*** Provided text Section Begins ***

I rage because I have given myself away. And each time I did, I wordlessly said: “It’s okay for me to give you my [attention, time, person, body] even though I don’t feel good about doing so, because it’s a thing that you want, and I don’t know how to extract myself gracefully.” My inability to stand up for myself enabled the very paradigm I rail against. I buried my truth.

This rage is palpable inside my body. I don’t know what to do with it, but I need to do something. Tweeting at senators, making donations, joining protest marches, hanging signs in my windows—these things are important, but often feel ineffectual.

Mind the Gap
This rage is shared by many. Otherwise peaceful folk—both men and women—are bug-eyed, angry witnesses to the cultural moment. We don’t know how to get back to where we thought we were going. We’re driving with a shared GPS that at every turn blares “Recalculating!” and sends us back the other way. How do we navigate this nightmarish terrain?

*** Provided text Section Ends ***
*** Material shown Section Begins ***

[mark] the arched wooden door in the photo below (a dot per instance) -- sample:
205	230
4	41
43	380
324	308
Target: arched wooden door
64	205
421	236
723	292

*** Material shown Section Ends ***

= Tasks to perform =
- 1) Summarize the passage about rage in two sentences.
- 2) Write what comes next in the passage about rage, picking up after its final question.

= Results =
- 1) The writer rages at having repeatedly given away attention, time, person, and body without feeling good about it, an inability to stand up for oneself that enabled the very paradigm the writer rails against. This rage, felt physically and shared by many otherwise peaceful men and women, leaves people unsure how to get back to where they thought they were going, while actions like tweeting at senators, donating, and marching often feel ineffectual.

- 2)
In the way that all politics are said to be local, we need to start close to home. Perhaps this scenario is familiar: You’re working at your favorite café and an acquaintance stops to talk. You politely remove your earbuds and greet him warmly. He launches into a detailed exposition of his import business. This is not a topic that interests you. The minutes drag on and you try not to think about your work window ebbing away. Discomfort rises in your chest. At what point can you politely interrupt the monologue and get back to work? You can’t get a word in edgewise. With dismay, you realize that a full 20 minutes of your life have elapsed.

Don’t let this be you. Give the acquaintance a two-minute chat and then—you can smile when you interrupt, if it helps—tell him you need to get back to work. Don’t apologize. The discomfort you feel in exercising your boundaries is far less damaging than dishonoring yourself. When you don’t say no, you tacitly say yes. It doesn’t matter if you’re at a coffee shop or naked in bed. If you don’t feel comfortable, or if you don’t know how you feel, it’s time to excuse yourself. In practicing boundaries with consistency, we teach the world that we are not a buffet for the taking. In practicing our boundaries, we stand in support of sexual assault victims whose boundaries were run roughshod with a tractor. We stand with the girls, boys, women, and men who didn’t have the opportunity to say no, or whose nos were ignored. Exercise your boundaries for their sake, as well as your own.

Exercise your boundaries for Dr. Ford.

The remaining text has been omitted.